══ DOCUMENT TEXT ══

There is /dev/vda1 two times, this is probably bug of fsfreeze because when I tried to do on normal VM without docker installed, its gonna throw another Error (one-77 is VM without docker installed):

virsh snapshot-create-as --domain one-77 tempsnap “Temporary snapshot used while backing up one-77” --disk-only --diskspec vda,file="/tank/volume1/77/one-77-tempsnap.qcow2" --quiesce --atomic
error: internal error: unable to execute QEMU command ‘transaction’: Could not create file: Permission denied

Moreover I realized that on VM where docker is installed I am able to issue command “/sbin/fsfreeze --freeze /” and FS will froze. Than I am able to “thaw” FS with command :

virsh qemu-agent-command one-53 ‘{“execute”:“guest-fsfreeze-status”}’
{“return”:“thawed”}

Are you familliar with next error ? error: internal error: unable to execute QEMU command ‘transaction’: Could not create file: Permission denied

As it is executed on the hypervizor, it looks like qemu-kvm has no rights to write (I am guessing) the snapshot file or some transient lockfile…

BR,
Anton

Yes its on hypervisor, but i am executing virsh as root. Can you be more specific in order to describe what is snapshot file or transient lockfile ? Dunno what steps I should have to make to fix this. I am running gluster as /tank/volume1, maybe its related to that.

Related to previous error I also found : https://bugs.launchpad.net/qemu/+bug/1587065

Second error is caused by dynamic_ownership=0 setting in /etc/libvirt/qemu.conf ? Can someone confirm this setting is required for opennebula ?

When I touch snapshot file and chown this file as oneadmin, virsh snapshot command works as intended.

I have Opennebula 5 but there is dynamic_ownership=0 in 4.x guidelines http://docs.opennebula.org/4.12/design_and_installation/quick_starts/qs_ubuntu_kvm.html#configure-qemu .

EDIT: @jfontan , sorry for annoying, but dont you know answer please :slight_smile: ?

hello, would you share your backup script? thanks

I don’t have one, i am only testing if my approach is possible and OK. later I can share it, but for now it’s only manual commands.

Hi @feldsam ,

did you managed how to backup VMs online without downtime with Opennebula ?
Can you share some ideas ?

I did not found any suitable solution thought. :frowning:

BR

Hi @Snowman, yes I written backup script in nodejs using opennebula xml rpc api and ssh.

principialy I use external snapshot, backup, blockkcommit like is in this official article

http://wiki.libvirt.org/page/Live-disk-backup-with-active-blockcommit

Is there any interuption (freeze) of service like ping or SSH while external snapshot is creating or when blockcommit is in place ? Thanks.

═══

DIRECTIVES:
• A. In the forum thread, rewrite the paragraph that begins "Yes its on hypervisor" as a short bulleted list that keeps its main facts.
• B. Using the forum thread, explain in one to three sentences why the poster thinks /dev/vda1 showing up twice is probably an fsfreeze bug.
• C. Answer these questions using the forum thread:
(i) Which VM is the one without docker installed?
(ii) Which setting, in which file, does the poster ask about as the possible cause of the second error?
(iii) In what language was the backup script written?

══ RECORD EXTRACTS ══

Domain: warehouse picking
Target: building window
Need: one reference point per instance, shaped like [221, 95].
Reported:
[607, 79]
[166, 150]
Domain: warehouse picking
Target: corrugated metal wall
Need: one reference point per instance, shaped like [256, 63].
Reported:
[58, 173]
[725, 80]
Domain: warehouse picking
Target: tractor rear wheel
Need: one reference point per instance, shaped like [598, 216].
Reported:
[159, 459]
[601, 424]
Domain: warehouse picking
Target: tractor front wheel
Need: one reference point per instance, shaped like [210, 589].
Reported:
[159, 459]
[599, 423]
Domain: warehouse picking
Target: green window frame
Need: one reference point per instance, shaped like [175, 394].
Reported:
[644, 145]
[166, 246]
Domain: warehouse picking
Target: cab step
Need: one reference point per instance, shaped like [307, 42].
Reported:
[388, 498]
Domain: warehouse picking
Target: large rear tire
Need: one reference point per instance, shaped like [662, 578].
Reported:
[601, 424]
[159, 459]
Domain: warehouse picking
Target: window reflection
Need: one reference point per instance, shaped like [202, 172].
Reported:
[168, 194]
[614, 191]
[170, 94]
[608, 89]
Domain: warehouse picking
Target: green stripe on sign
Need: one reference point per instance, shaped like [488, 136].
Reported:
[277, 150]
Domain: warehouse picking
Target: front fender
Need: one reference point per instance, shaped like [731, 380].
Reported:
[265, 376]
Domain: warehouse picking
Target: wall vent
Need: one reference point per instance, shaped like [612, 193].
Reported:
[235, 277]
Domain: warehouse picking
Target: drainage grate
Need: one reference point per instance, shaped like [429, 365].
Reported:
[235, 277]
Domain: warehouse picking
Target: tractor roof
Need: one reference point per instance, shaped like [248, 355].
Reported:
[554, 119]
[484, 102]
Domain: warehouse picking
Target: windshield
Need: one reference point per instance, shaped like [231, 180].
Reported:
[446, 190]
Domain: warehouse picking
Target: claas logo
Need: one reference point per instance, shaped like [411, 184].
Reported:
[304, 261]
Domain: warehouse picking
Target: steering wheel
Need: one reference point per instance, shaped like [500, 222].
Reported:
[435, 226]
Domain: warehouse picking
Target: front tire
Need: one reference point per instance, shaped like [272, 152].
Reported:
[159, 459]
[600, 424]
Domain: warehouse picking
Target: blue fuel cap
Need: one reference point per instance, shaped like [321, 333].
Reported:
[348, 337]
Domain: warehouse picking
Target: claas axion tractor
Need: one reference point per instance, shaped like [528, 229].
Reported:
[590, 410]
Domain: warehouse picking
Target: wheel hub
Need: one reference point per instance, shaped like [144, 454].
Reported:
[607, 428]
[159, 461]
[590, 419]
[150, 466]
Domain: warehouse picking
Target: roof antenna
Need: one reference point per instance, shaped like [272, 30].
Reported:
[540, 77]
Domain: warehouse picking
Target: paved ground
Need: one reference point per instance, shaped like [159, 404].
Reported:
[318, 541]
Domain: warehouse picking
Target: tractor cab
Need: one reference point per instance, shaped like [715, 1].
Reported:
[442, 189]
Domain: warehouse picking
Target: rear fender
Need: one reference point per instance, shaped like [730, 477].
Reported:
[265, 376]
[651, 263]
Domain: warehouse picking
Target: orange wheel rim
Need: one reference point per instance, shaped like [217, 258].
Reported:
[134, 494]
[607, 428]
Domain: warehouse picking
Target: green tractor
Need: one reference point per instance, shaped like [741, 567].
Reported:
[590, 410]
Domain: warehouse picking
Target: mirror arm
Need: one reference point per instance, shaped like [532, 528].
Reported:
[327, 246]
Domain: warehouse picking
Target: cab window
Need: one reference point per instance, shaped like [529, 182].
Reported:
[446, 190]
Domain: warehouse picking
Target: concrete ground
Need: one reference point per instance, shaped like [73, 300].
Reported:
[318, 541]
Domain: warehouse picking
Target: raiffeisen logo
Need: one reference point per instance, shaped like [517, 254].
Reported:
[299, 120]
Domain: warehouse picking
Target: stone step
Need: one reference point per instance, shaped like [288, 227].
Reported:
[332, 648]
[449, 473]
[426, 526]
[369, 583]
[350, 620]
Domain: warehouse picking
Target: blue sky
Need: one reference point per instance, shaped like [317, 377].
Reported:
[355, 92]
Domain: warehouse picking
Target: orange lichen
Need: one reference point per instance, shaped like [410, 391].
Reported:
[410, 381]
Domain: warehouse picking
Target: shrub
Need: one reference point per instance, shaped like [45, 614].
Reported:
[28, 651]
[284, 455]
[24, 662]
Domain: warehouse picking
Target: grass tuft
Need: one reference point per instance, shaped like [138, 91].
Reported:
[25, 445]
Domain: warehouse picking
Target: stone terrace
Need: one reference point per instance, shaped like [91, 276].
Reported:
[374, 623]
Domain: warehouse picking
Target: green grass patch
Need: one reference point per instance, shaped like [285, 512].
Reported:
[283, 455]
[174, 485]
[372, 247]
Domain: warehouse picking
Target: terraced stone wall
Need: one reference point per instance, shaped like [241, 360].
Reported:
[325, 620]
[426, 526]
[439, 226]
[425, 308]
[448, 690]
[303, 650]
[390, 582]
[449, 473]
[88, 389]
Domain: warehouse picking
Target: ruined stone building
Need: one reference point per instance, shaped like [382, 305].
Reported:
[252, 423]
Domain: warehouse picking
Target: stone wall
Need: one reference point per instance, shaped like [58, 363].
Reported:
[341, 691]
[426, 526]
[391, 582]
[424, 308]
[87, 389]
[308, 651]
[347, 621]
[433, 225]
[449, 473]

═══

EXERCISE SOLUTIONS:
• A.
- The command is run on the hypervisor, and virsh is run as root.
- The poster asks for a clearer description of the snapshot file or transient lockfile.
- The poster does not know what steps would fix the problem.
- Gluster is running as /tank/volume1, which might be related.

• B. On a normal VM without docker installed (one-77), the same attempt gives a different error. That difference is why the poster suspects that /dev/vda1 appearing twice is a bug in fsfreeze.

• C.
(i) one-77
(ii) dynamic_ownership=0 in /etc/libvirt/qemu.conf
(iii) nodejs